(Natural-language object grounding data)
════════════════
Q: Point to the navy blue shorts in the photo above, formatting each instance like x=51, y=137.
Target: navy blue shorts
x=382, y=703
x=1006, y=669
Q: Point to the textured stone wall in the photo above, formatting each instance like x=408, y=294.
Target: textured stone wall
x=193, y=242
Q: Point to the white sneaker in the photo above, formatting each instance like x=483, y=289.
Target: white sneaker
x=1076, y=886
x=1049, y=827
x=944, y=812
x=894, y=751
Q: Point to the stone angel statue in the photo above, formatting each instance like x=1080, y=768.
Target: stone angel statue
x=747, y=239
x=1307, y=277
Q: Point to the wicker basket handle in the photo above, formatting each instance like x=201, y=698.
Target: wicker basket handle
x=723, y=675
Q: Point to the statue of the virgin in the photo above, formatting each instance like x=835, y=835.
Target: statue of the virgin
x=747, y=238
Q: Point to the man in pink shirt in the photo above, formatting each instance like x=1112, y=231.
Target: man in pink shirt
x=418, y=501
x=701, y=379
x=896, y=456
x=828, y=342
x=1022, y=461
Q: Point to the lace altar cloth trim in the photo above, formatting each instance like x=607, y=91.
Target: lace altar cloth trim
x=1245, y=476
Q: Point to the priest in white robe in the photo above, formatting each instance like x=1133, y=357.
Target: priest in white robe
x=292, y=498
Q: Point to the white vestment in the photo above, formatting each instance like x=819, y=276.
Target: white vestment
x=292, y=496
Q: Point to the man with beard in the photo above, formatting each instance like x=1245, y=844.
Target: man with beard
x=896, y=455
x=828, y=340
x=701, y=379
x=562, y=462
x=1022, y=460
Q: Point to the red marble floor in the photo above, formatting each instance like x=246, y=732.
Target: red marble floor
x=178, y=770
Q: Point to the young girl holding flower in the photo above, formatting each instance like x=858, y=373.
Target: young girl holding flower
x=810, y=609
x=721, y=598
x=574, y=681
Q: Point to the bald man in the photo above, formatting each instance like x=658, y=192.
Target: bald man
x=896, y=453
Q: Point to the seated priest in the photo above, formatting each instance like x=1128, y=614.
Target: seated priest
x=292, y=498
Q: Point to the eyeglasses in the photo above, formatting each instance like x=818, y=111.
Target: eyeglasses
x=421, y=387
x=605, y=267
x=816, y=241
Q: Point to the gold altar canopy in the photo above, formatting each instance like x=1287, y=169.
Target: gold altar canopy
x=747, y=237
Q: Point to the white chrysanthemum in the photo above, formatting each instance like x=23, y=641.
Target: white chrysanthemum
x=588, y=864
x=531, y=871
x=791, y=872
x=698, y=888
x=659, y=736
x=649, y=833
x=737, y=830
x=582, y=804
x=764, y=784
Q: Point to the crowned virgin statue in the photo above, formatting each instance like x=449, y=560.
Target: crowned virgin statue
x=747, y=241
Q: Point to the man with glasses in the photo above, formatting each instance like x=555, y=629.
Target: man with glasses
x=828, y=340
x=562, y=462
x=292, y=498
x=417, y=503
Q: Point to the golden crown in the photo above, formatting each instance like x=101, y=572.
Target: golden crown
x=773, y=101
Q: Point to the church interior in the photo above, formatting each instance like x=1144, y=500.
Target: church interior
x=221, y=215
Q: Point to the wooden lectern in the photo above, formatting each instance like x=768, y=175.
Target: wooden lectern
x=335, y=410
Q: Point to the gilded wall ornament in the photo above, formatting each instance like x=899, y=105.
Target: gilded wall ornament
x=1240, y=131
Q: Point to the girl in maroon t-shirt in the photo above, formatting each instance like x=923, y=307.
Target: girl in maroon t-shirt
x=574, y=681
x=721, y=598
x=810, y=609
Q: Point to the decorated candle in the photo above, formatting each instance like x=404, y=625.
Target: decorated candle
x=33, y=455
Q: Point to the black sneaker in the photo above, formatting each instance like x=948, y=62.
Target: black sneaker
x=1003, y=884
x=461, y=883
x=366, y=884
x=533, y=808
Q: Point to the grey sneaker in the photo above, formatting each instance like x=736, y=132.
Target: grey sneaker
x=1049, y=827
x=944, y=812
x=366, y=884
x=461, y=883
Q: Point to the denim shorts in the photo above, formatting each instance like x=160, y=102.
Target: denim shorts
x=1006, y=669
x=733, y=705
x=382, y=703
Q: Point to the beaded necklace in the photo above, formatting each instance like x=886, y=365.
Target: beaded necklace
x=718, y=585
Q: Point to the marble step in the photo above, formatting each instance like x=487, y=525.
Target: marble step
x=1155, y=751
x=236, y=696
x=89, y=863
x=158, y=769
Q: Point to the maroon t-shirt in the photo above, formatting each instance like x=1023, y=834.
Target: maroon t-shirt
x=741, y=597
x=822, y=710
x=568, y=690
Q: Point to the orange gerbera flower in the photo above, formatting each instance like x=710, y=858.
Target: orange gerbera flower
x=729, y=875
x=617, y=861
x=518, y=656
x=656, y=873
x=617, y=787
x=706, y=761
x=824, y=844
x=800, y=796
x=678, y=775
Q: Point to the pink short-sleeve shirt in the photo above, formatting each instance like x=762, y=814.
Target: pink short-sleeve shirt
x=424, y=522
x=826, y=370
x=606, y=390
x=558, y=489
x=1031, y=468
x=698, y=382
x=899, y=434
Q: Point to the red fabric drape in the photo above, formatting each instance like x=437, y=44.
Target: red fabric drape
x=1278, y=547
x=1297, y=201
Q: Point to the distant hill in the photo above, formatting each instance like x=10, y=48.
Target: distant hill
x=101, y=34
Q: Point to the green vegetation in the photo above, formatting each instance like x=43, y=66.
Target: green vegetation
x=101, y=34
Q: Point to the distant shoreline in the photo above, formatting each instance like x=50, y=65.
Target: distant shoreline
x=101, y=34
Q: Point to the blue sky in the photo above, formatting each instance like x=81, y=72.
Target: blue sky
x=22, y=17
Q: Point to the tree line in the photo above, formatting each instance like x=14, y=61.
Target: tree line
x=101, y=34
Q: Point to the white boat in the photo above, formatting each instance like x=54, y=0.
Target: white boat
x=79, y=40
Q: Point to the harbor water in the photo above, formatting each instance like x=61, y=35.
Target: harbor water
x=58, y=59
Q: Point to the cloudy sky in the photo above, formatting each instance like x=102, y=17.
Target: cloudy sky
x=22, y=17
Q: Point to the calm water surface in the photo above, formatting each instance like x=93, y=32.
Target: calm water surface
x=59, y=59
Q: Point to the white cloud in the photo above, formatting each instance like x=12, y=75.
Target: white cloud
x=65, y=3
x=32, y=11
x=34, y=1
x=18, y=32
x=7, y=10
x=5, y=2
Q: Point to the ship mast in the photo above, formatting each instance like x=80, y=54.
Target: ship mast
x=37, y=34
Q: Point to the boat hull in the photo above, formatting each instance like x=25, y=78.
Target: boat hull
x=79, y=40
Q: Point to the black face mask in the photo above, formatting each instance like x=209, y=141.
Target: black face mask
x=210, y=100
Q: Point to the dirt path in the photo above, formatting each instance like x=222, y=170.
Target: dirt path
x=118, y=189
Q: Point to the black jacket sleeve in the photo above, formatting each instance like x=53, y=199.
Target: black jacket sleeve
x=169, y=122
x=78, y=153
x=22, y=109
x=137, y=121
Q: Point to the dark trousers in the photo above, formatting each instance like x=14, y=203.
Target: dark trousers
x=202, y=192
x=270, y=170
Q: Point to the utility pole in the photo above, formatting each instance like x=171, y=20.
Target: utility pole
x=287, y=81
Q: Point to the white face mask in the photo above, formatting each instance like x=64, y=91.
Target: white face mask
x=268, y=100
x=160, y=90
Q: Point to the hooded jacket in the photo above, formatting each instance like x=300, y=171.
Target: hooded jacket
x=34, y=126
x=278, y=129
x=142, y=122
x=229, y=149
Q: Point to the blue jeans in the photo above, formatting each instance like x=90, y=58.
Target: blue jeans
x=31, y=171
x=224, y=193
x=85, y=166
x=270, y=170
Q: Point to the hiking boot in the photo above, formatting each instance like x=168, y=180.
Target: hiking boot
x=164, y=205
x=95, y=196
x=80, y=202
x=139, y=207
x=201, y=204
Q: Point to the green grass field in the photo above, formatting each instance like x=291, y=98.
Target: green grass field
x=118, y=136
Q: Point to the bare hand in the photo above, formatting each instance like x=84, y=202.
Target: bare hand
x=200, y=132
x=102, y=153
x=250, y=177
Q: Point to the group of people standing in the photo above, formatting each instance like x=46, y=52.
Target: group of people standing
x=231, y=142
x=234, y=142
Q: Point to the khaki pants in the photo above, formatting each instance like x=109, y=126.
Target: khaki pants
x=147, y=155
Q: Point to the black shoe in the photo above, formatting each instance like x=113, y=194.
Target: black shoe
════════════════
PROBLEM TO WORK ON:
Repeat, exactly as they stand above, the lines from the line with "Target: man with glasses" to the line with "Q: Point to the church", both lines included.

WRITTEN SOLUTION:
Target: man with glasses
x=828, y=340
x=562, y=462
x=292, y=498
x=417, y=503
Q: Point to the golden crown in the photo above, formatting each instance like x=101, y=572.
Target: golden crown
x=773, y=101
Q: Point to the church interior in the photo above, formatting each instance like x=1144, y=500.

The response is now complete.